1.コンピュータが「眼や耳を持ち」 使いやすくなった


◇コンピュータが使いにくかったのは「能力が劣っていた」から

これまで、コンピュータを使うのは面倒でした。
その理由は、2つあります。第1は、キーボードから入力しないと、指示や情報を受け付けてくれなかったことです。
第2は、一定のルールに従って、正確に杓子定規に入力しなければならなかったことです。例えば、パスワードを入力する場合、1字間違えても受け付けてくれません。大文字と小文字の区別を間違えただけでもだめです。また、アプリを利用したり、表計算ソフトを用いて計算をしたり、データベースからデータを得る場合にも、決められたルールに従わなければなりません。
コンピュータが高級な機械だから使いにくいのではなく、コンピュータの理解能力が低いために使いにくかったのです。
それが簡単になりつつあります。その大きな理由は、以下で述べるように、コンピュータが眼や耳を持つようになったことです。

....

コンピュータの使いやすさを論じた引用文から、「第2は、一定のルールに従って」を含む語句で始まり「ために使いにくかったのです。」で終わる部分を、一字一句違えずに書き写しなさい。 記録は引用文とは別の出典から取られています。

....

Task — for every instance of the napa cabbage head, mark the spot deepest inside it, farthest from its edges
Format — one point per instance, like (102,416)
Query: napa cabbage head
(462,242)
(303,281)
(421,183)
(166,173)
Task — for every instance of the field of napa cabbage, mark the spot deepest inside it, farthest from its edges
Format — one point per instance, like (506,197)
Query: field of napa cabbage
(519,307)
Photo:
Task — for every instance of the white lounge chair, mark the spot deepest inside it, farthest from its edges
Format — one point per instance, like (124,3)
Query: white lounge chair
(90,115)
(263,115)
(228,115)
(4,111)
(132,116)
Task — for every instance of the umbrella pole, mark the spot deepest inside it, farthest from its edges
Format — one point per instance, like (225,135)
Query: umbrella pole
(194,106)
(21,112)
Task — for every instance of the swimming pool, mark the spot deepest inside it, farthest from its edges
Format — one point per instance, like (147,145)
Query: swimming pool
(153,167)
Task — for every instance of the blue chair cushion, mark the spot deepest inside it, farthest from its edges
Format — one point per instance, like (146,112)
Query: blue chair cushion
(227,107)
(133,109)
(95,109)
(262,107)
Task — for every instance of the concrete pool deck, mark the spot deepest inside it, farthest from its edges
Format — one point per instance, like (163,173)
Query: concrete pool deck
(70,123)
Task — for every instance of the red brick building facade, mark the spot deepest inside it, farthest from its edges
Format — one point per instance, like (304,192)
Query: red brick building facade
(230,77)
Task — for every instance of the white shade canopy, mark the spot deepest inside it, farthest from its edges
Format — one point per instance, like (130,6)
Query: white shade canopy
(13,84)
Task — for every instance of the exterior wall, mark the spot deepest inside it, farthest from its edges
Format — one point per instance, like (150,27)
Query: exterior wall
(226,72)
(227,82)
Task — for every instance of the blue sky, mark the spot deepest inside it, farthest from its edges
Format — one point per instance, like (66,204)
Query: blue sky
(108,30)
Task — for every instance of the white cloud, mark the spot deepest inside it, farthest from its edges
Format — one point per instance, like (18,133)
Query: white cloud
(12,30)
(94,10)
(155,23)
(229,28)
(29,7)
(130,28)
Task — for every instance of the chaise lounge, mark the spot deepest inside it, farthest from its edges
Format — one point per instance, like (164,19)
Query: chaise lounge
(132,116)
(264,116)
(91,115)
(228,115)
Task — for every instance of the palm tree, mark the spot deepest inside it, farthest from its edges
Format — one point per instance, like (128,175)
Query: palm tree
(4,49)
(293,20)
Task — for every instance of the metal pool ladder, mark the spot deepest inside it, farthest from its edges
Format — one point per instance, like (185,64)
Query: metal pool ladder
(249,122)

....

# [記述解答]
第2は、一定のルールに従って、正確に杓子定規に入力しなければならなかったことです。例えば、パスワードを入力する場合、1字間違えても受け付けてくれません。大文字と小文字の区別を間違えただけでもだめです。また、アプリを利用したり、表計算ソフトを用いて計算をしたり、データベースからデータを得る場合にも、決められたルールに従わなければなりません。
コンピュータが高級な機械だから使いにくいのではなく、コンピュータの理解能力が低いために使いにくかったのです。